▶ _What you should do_
Below are some records; copy them word for word and drop the pictures.

Content starts

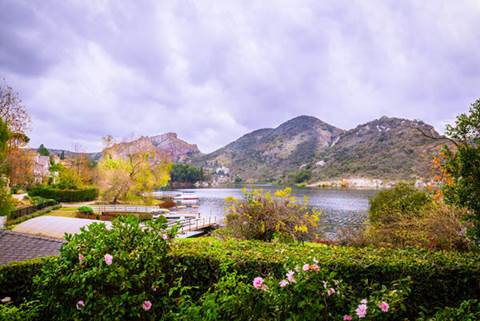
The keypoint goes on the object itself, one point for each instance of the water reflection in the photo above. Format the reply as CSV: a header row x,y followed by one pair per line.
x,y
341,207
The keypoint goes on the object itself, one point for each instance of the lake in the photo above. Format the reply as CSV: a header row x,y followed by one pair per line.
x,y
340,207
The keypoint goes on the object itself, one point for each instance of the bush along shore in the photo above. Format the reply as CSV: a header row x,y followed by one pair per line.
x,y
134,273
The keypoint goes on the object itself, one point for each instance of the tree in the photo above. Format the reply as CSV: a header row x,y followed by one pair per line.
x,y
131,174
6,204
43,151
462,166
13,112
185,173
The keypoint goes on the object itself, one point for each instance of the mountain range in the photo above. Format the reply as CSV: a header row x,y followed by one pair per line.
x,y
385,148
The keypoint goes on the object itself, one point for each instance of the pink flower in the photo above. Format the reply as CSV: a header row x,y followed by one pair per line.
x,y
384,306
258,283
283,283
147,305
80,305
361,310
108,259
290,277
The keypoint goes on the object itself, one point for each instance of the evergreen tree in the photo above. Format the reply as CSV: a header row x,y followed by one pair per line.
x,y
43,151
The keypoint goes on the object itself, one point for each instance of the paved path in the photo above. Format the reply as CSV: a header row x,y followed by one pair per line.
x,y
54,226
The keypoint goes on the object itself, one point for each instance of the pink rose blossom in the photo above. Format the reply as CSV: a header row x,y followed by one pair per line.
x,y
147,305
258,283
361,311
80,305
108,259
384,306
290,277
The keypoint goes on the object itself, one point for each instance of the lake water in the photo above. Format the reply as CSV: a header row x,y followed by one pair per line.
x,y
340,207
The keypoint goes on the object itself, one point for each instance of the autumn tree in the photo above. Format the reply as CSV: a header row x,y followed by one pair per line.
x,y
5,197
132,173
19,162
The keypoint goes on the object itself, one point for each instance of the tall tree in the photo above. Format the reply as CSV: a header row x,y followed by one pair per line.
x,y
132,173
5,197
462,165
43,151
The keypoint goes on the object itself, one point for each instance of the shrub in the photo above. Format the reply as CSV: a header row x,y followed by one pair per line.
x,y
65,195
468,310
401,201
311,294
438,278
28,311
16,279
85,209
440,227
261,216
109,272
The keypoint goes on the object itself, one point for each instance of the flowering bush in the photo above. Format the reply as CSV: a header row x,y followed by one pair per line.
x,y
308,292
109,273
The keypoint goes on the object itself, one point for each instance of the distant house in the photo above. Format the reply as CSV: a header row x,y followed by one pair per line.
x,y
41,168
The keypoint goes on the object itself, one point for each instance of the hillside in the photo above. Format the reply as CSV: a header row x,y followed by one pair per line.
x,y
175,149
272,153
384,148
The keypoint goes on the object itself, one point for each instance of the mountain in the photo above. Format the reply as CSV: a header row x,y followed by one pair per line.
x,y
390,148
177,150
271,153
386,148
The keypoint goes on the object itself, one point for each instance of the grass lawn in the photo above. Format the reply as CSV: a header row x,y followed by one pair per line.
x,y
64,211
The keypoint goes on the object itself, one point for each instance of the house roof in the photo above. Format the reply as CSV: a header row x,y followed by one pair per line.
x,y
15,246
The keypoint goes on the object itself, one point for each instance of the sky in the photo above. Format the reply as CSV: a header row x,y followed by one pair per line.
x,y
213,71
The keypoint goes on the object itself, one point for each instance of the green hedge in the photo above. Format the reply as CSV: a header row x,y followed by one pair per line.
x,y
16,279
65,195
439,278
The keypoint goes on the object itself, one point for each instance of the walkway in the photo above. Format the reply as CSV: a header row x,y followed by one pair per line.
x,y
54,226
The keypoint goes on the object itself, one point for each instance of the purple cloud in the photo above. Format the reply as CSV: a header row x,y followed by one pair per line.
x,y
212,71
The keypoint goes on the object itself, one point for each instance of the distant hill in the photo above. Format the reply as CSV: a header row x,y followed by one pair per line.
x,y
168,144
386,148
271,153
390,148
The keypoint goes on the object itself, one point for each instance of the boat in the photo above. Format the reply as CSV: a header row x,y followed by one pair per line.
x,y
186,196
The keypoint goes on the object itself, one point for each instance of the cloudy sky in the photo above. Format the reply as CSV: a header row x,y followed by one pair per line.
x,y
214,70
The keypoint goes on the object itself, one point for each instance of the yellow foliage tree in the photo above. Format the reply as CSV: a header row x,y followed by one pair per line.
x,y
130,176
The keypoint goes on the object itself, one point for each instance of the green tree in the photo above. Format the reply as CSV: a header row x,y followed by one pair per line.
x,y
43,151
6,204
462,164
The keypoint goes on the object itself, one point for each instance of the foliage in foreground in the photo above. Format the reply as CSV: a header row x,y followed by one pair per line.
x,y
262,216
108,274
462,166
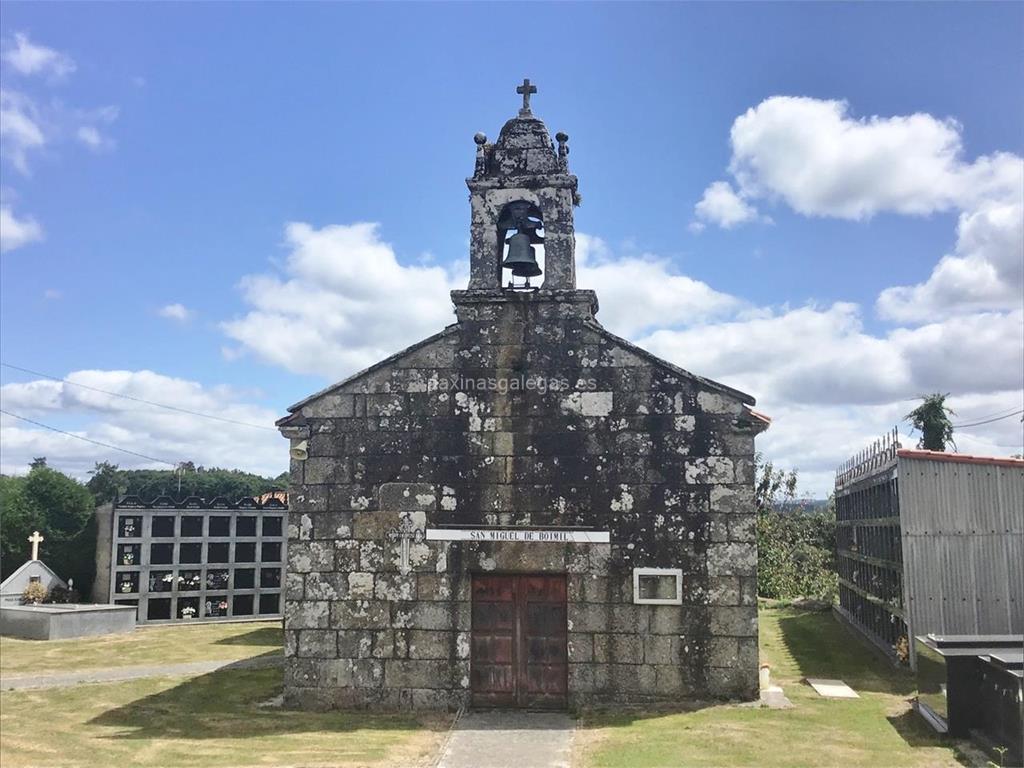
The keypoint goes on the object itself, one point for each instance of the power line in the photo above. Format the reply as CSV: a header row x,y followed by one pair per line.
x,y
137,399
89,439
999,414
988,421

Content ends

▶ _Response below_
The keypoint goes on the object itself, one point for each instance of the water reflection in the photo above. Format the reply as CSV: a header row x,y followed by one pair per line.
x,y
341,207
The keypoint goes on the object itself, one point for each instance of the lake in the photo above. Format the reply as CSV: a header row x,y followed by one pair per line.
x,y
340,207
The keypoint goes on the object itself, one point for each instance of the bush along shore in the photo above. Format the reply as CSV: a header row x,y followed by one pair per line.
x,y
134,273
The keypoint goes on the object itself, one point for each instance of the tree in the photo above. Format the reply as CSV: a header row x,y followed by one pair per line.
x,y
131,174
6,204
43,151
462,166
13,112
185,173
The keypoint goes on the object itself, one point for each instance of the mountain range in the photo above. Format the reply as CSV: a header row x,y followed by one pair per line.
x,y
385,148
The keypoint goes on the object itself, one point for each instance of the pink flower in the photo above. Format the reply as CSV: a header row x,y followed by one pair per line.
x,y
384,306
258,283
283,283
147,305
80,305
361,310
108,259
290,277
The keypoint goes on the object itself, one point for each instance of the evergreen tree in the photo above. Format the reply as CSV: a header row x,y followed by one pair per line.
x,y
43,151
The keypoint goes on the object itself, one point for each instance of the paved path in the photo above. Format the reply as CSV: a header row x,y followed by one pair per line.
x,y
54,226
The keypoint goes on the object itself, one point for each instance of the pink rose blossom in the photo above. Format the reply as CSV: a header row x,y followed by one pair per line.
x,y
147,305
258,283
361,311
80,305
108,259
384,306
290,277
The keypoint goes on the object itself, one point for each instance of the lake water in the photo above. Format the reply as CSV: a header row x,y followed by one pair per line.
x,y
340,207
The keypoint goes on the object itself, one point for each instance of the autumn tree in the photo above. Format the reply as CSV: a header row x,y followed by one pair per line.
x,y
5,197
132,173
19,162
The keypoint goes on the object itself, one point for each instance of the tall tree in the photo above. Format the reply as CSV: a header row x,y followed by one pair per line.
x,y
132,173
5,197
462,165
43,151
The keypoint goes on the object itself, one point for each instance of the shrub in the photo above. Format the reply as CSV: a header row x,y followed by one pair per line.
x,y
65,195
468,310
401,201
311,294
438,278
28,311
16,279
85,209
440,227
261,216
109,272
The keypoint goes on the object itself, one point for each instance of the flowering bush in the photo above. Format the reply as CSV: a header row x,y followed by one pair per line.
x,y
308,292
109,273
The keypoint goes on the object itself, one point for each instance of the distant house in the photo above. Format the reply as CSV: a header row x,y followed by one pair per line.
x,y
41,168
The keypoint goes on the object itself, one point for each instance of the hillside in the photo above. Format the reply as CSV: a header row x,y followed by one pair per line.
x,y
175,149
272,153
384,148
The keypoint goes on the object itself, one point for each instance of the mountain in the photo above. Format the reply as CSV: a header row x,y followed by one pair per line.
x,y
390,148
177,150
271,153
386,148
The keypoint goes on the object itself, one point for each instance of the grass lawn in the photo above. Format the reply as CSV: a header row x,y followed by one pair per line.
x,y
64,211
The keypoint goes on the object itself, one point for each instance of the house roof in the photo above. Format the reply as CSV: a header row x,y followed by one pair per line.
x,y
15,246
The keypoint goes on the object itself, one point for each instance of the sky in the photo above. Format the reply as CSV: a header row x,y followed by one pair per line.
x,y
213,71
The keypoint goes on the object itself, one point for each instance of the green hedge in the photo above. Format the reply as CSV: a header row x,y followed by one pair per line.
x,y
16,279
65,195
439,278
The keypoint goes on the object itself, one point for each instance of the walkway in the photo above. Format the reply as CSV: a header row x,y followed by one pair per line.
x,y
54,226
The keypoint goes on the object itself, one point for each instance of the purple cloud in the photo above. Format the reply as CSV: a header row x,y followed by one pair per line.
x,y
212,71
The keypoint goes on the object itself, one point for each instance of the distant hill in the photo above. Format the reply as CSV: a header row x,y followed by one pair per line.
x,y
168,144
386,148
271,153
390,148
The keypoint goes on the object itself, one point for each instance of the boat in the photo above. Format the reply as CSV: a header row x,y followed by one pair per line.
x,y
186,196
The keypoint goes on the object itself, one point for each instance of the cloudy sky in the photo above. Format the reply as CSV: a header row x,y followed by one pair per line.
x,y
214,70
The keypoint goes on the object itself, one point for each instance of the yellow foliage tree in the photo above. Format the reply as CSV: a header row x,y followed by one pair per line.
x,y
130,176
The keypoint goes on the object itself, one point for each instance of the green tree in the photo above. Format the reply as CSV: a header row x,y followed by one pair per line.
x,y
43,151
6,204
462,164
The keypoint goes on the object itself, one point for each instance of the foliage in foreground in the photo above. Format the reply as CSV: a header row x,y followed by one pair per line.
x,y
262,216
108,274
462,166
The keypoint goes on the object itself, one point for each instance of the power line in the photo above. Format the reply as CSV: a header row x,y followed by one pair per line.
x,y
137,399
89,439
999,414
988,421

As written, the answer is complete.